Image object location entries
....

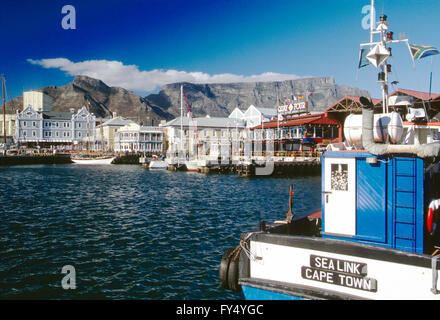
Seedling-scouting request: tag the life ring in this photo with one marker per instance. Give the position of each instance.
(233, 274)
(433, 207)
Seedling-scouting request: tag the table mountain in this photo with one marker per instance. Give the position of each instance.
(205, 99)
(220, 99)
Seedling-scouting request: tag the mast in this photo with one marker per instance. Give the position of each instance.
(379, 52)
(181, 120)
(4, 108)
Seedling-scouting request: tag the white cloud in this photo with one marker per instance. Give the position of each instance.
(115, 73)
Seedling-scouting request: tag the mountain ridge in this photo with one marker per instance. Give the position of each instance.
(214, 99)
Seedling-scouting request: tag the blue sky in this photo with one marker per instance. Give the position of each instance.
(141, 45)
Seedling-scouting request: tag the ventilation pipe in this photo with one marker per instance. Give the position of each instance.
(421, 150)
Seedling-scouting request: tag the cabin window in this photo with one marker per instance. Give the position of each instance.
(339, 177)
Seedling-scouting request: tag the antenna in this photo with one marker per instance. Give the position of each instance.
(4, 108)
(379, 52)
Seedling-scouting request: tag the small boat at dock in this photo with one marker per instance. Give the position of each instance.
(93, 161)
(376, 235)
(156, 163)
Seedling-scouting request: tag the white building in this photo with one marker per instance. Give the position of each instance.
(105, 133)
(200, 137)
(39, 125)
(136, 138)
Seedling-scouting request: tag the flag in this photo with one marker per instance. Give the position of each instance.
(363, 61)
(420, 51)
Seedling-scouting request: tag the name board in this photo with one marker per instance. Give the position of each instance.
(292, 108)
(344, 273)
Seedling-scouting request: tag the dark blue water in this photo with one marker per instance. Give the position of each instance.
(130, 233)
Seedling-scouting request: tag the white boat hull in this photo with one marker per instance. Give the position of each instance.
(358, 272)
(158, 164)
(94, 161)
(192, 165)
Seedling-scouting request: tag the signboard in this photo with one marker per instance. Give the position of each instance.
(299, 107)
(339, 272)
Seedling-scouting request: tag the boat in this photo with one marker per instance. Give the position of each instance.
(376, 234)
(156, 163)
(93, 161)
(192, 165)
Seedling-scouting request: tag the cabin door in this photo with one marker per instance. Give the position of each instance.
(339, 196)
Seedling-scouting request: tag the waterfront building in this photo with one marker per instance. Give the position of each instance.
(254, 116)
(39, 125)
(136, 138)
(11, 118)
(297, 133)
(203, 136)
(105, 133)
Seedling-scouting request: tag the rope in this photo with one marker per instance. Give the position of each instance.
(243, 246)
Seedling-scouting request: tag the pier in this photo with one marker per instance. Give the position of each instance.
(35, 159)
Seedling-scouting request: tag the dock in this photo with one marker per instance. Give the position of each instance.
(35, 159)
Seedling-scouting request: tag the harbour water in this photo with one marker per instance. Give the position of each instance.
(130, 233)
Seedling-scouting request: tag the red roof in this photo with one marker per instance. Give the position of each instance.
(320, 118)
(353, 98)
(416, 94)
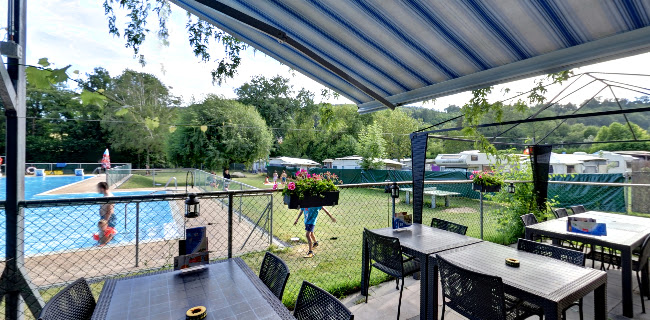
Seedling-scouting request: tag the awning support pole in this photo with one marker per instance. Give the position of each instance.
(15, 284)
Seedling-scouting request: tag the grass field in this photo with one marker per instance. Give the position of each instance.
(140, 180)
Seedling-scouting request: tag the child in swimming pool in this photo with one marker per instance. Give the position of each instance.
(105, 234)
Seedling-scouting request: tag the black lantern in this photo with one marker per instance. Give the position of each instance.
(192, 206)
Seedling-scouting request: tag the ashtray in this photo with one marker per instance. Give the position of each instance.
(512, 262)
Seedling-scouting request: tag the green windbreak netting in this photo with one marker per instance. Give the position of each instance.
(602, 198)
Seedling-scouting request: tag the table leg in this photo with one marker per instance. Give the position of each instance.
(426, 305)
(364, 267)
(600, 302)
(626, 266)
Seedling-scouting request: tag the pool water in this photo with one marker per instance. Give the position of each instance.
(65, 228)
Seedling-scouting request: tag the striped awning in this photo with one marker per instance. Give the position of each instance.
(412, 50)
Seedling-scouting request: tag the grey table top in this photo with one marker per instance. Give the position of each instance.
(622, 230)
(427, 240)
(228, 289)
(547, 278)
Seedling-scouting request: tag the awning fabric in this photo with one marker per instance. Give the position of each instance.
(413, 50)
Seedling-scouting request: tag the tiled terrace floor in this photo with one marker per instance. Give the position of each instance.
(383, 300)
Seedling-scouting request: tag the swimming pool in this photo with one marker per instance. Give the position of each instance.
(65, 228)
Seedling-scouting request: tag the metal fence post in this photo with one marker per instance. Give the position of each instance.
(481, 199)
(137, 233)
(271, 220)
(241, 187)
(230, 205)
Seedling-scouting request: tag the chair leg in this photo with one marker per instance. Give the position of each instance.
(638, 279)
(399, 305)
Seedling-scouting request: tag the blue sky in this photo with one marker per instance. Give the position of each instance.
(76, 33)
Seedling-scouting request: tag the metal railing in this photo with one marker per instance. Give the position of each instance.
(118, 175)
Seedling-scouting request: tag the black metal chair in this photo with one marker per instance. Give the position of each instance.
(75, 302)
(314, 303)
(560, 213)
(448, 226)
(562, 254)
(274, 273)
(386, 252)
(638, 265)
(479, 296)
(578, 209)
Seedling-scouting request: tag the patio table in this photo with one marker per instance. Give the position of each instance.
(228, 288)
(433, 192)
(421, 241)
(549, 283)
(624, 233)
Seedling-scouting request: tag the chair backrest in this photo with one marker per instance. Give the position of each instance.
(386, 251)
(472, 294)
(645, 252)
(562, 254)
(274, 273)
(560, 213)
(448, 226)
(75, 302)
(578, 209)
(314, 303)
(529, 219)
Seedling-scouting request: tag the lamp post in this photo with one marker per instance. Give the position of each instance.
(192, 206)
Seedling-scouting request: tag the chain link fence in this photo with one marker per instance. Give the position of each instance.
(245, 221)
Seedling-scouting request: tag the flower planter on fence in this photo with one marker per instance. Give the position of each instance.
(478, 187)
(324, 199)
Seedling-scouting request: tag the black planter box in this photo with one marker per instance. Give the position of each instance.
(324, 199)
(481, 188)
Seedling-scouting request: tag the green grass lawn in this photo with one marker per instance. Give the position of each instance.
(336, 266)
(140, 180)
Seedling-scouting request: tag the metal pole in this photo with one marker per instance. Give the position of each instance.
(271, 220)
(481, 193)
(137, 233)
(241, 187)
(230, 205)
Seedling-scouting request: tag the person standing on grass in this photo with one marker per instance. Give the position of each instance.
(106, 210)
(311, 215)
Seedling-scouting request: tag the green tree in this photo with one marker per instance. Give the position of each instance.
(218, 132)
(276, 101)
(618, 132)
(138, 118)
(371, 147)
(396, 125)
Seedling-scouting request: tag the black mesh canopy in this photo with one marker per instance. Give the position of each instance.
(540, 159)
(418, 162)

....

→ **INSTRUCTIONS FOR THE TASK**
Update the listing by replacing "Seedling-scouting request" with "Object-marking request" everywhere it occurs, keeping all other text unchanged. Leave the pictures out of your version.

→ **FULL ANSWER**
Object-marking request: tag the life ring in this photo with one marker per instance. Give the position of each instance.
(233, 274)
(433, 207)
Object-marking request: tag the table mountain in this photo with one marker per instance. Give the position of each instance.
(205, 99)
(220, 99)
Object-marking request: tag the mast in this photo with one marker per instance. Give the position of each instance.
(379, 52)
(181, 120)
(4, 108)
Object-marking request: tag the white cloud in this photo with one marker per instance. Give the position of each instance.
(115, 73)
Object-marking request: tag the mountain ridge in this photo with one marker per instance. Give the position of each instance.
(214, 99)
Object-marking request: tag the blue sky in this photo with one marker per instance. Give the position of each instance.
(141, 45)
Object-marking request: tag the ventilation pipe in this photo with one marker per instance. Give the position of each instance.
(421, 150)
Object-marking request: tag the cabin window in this photo with one marker per instance. Give the position of each instance.
(339, 177)
Object-marking request: tag the antenna in this photo with one marker per instance. Give the position of each instance.
(4, 108)
(379, 52)
Object-marking request: tag the small boat at dock in this photo with one marker per instance. Give the position of each instance.
(93, 161)
(376, 235)
(156, 163)
Object-marking request: tag the white building in this photo with one marker per instance. Give the position of each instance.
(105, 133)
(200, 137)
(39, 125)
(136, 138)
Object-marking request: tag the flag in this photo with one marker per instance. Give the position of each instance.
(363, 61)
(420, 51)
Object-marking request: tag the name board in this photo with one marker per instance. Give the position of each instance.
(292, 108)
(344, 273)
Object-marking request: tag the dark blue water in this photo with one marker per instance. Give the position of each instance.
(130, 233)
Object-marking request: tag the white boat hull in this photo with one marker per instance. Give the position of each instance.
(358, 272)
(158, 164)
(94, 161)
(192, 165)
Object-marking request: tag the signboard in this photo with one marker per instance. Give the position of each instance.
(299, 107)
(339, 272)
Object-marking request: tag the boat in this photo with one marker per instance. Give the position of each instance.
(376, 234)
(156, 163)
(93, 161)
(192, 165)
Object-marking request: tag the cabin door in this photo with one marker per instance. Give the position of each instance.
(339, 196)
Object-marking request: tag the waterfront building in this photo with one marker per instance. Give the position of each instance.
(254, 116)
(39, 125)
(136, 138)
(11, 118)
(297, 133)
(203, 136)
(105, 133)
Object-marking request: tag the rope in this photo with one marker per instance. Give the position of each instance.
(243, 246)
Object-marking request: tag the pier in this photo with one marker per instance. Give the position of each instance.
(35, 159)
Object-marking request: tag the dock in this photo with one marker per instance. Give the position of each instance.
(35, 159)
Object-marking request: tag the harbour water in this photo with one marker per instance. Give the position of each instance.
(130, 233)
Object-marking request: tag the red roof in this photo with one marker per instance. Give the position of each instance.
(320, 118)
(353, 98)
(416, 94)
Object-marking request: tag the awning support pole in this photo with one marker per instance. Give the position of each instance.
(15, 284)
Object-marking request: tag the grass field in this photo with one marker per instance. Give the position of each instance.
(140, 180)
Object-marking request: tag the child in swimming pool in this photo with one marker per instance. Give the position of each instance.
(105, 234)
Object-marking request: tag the black lantern in this photo with one marker per instance. Give the position of each instance.
(192, 206)
Object-marking request: tag the ashtray in this photo with one marker per instance. Give the position of each instance.
(512, 262)
Object-marking request: tag the green windbreak netting in this photo with one marker per instance. Give the position of each instance.
(602, 198)
Object-marking request: tag the table leg in this photo with one marker per instance. Give the position of each instance.
(426, 305)
(364, 267)
(600, 302)
(626, 266)
Object-marking request: tag the pool water in this photo with one marker per instance. Give the position of each instance.
(65, 228)
Object-marking request: tag the striped awning in this photo with one marker per instance. Give the position of each instance.
(412, 50)
Object-marking request: tag the grey table top in this photo with one marker per instance. Give the position of each instance.
(622, 230)
(427, 240)
(228, 289)
(547, 278)
Object-marking request: tag the awning fabric in this photo with one marker per instance. Give the position of each instance.
(413, 50)
Object-marking request: tag the tiled terrace floor in this photo with one marker per instance. Give the position of each instance.
(383, 300)
Object-marking request: tag the swimming pool in this photo with one marker per instance. Give the position of each instance.
(65, 228)
Object-marking request: tag the metal fence post in this photo with one marker per instance. Give the position of each instance.
(481, 199)
(137, 233)
(271, 220)
(241, 187)
(230, 205)
Object-marking request: tag the chair leg in this photo with one marker per instance. Give the position of each instance.
(638, 279)
(399, 305)
Object-marking request: tag the blue sky in this photo with one marker per instance. Give the position of each instance.
(76, 33)
Object-marking request: tag the metal railing in this photo with one marker per instance. Give the position of each instance.
(118, 175)
Object-marking request: tag the black metal chair in this photo with one marker per instance. Give the position of each instance.
(75, 302)
(314, 303)
(560, 213)
(448, 226)
(562, 254)
(274, 273)
(386, 252)
(638, 265)
(479, 296)
(578, 209)
Object-marking request: tag the patio table in this photo with one marker per instance. Give the position of each instance.
(228, 288)
(433, 192)
(421, 241)
(549, 283)
(624, 233)
Object-marking request: tag the chair backrest in this photo with one marker per instance. Give the position of each instance.
(386, 251)
(472, 294)
(645, 252)
(562, 254)
(274, 273)
(560, 213)
(448, 226)
(75, 302)
(578, 209)
(314, 303)
(529, 219)
Object-marking request: tag the lamp post in this photo with one marker per instance. Give the position of each instance.
(192, 206)
Object-marking request: tag the chain link fence in this photo with one marker per instance. Give the position of each instance.
(245, 221)
Object-marking request: tag the flower planter on fence in this photo with one marker per instance. Give the position of each instance.
(478, 187)
(324, 199)
Object-marking request: tag the black planter box in this photo with one marker per instance. Give the position of each instance.
(324, 199)
(481, 188)
Object-marking request: tag the green grass lawn in this photo with one marker per instance. Give the position of each instance.
(336, 266)
(140, 180)
Object-marking request: tag the metal pole in this photo with one marker per instance. Give the position of each instance.
(271, 220)
(481, 193)
(137, 233)
(241, 187)
(230, 205)
Object-marking request: tag the person standing on grass in this photo with one marker per instance. Give the position of each instance.
(106, 210)
(311, 215)
Object-marking request: tag the green tree in this photo with one marker per instance. Give the position of each instance.
(218, 132)
(276, 101)
(618, 132)
(138, 118)
(371, 147)
(396, 125)
Object-marking request: tag the black mesh canopy in this photo with one marker per instance. Give the position of each instance.
(540, 159)
(418, 162)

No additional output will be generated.